▸ **Work to do**:
List each line in the listing below that contains the string "rocky", treating uppercase and lowercase as different.

▸ **Task data**:

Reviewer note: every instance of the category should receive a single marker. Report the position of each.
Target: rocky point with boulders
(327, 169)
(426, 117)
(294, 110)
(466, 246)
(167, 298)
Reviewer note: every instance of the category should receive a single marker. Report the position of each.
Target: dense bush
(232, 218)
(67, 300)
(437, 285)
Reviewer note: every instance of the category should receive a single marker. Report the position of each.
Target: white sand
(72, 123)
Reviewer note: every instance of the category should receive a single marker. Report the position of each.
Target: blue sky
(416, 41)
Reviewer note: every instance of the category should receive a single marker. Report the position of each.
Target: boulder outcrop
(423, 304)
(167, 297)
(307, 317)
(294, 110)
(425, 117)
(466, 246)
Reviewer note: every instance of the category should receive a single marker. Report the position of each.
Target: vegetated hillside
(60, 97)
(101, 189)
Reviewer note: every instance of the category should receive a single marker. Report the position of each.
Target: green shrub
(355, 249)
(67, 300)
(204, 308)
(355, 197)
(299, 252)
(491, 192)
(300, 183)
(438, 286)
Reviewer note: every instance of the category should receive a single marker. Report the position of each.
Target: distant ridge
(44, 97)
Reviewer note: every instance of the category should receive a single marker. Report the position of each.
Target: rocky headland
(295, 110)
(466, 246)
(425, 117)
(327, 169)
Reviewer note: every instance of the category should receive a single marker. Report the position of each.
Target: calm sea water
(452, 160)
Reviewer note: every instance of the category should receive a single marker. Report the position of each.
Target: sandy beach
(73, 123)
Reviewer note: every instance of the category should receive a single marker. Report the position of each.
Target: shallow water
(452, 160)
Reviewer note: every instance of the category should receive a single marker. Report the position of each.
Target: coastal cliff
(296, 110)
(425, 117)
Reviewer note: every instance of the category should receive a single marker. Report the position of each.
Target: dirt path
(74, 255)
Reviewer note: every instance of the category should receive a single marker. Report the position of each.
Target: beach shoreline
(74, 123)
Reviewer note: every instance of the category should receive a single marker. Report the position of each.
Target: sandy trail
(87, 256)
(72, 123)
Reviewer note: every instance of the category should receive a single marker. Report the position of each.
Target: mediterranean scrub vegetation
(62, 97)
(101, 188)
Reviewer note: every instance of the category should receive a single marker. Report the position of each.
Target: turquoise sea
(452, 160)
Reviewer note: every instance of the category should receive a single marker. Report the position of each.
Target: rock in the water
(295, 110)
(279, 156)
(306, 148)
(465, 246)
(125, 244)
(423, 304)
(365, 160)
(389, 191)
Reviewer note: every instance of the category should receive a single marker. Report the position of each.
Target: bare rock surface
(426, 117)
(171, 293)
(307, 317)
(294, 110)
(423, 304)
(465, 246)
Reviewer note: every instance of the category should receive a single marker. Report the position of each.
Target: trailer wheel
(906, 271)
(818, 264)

▸ **Complete answer**:
Target: rocky point with boulders
Target: rocky headland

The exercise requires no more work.